**TASKS TO CARRY OUT:**
- a) From the comments on HP packaging below, list every reason one commenter gives for mail order firms adopting a minimum-sized box.
- b) In the comments on HP packaging below, how many inserts per big box does one commenter say their orders arrive with?

**DOCUMENT:**
━━━━━━━━━━━━━━━━
Posted Friday 18th July 2008 15:05 GMT
I believe a few of the mail order firms started using a minimum sized box as a) most of their orders needed it and b) small packets had an unfortunate habit of getting lost - you know falling into coat pockets and the like, or c) flattened by big boxes.
The HP thing probably seemed like a good idea when they alway shipped the licence with the kit. They appear to be wrapped like a keyboard which is probably their smallest box big enough for uncreased A4. And the hardware warehouse can handle them because they are on a normal shelf in a normal box. So it was probably a cost saving 5 or 10 years ago. Now it appears you get a pack per CPU (at least) so its become madness.
Brillant photographing it though.
Posted Friday 18th July 2008 15:05 GMT
Now some a-hole CEO at HP is going to fire the guy with the fantastic sense of humor that boxed all that up.
Posted Friday 18th July 2008 15:37 GMT
You obviously don't spend enough with them, all ours come inside a big box with inserts - about 16 per box.
Posted Friday 18th July 2008 15:37 GMT
I used to work for an air freight outfit that trucked tons of HP product flown from the Pacific Rim into the U.S. If only they'd protect actual product as well. You wouldn't believe the freight claims for damaged shipments!
━━━━━━━━━━━━━━━━
**DATASET CONTENT:**

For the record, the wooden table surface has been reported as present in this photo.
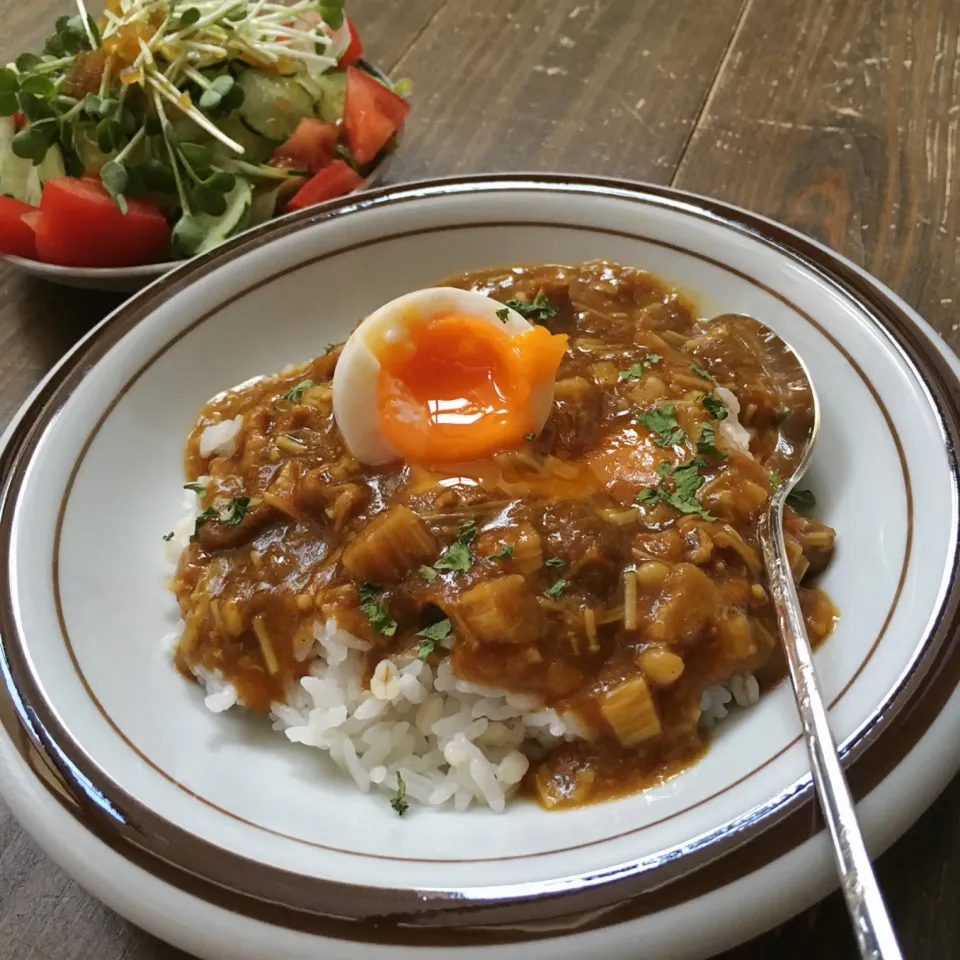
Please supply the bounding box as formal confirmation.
━━━━━━━━━━━━━━━━
**TASK-BY-TASK ANSWERS:**
- a)
- Most of their orders needed a box of that size.
- Small packets tended to get lost, for example by falling into coat pockets.
- Small packets got flattened by big boxes.

- b) About 16 per box.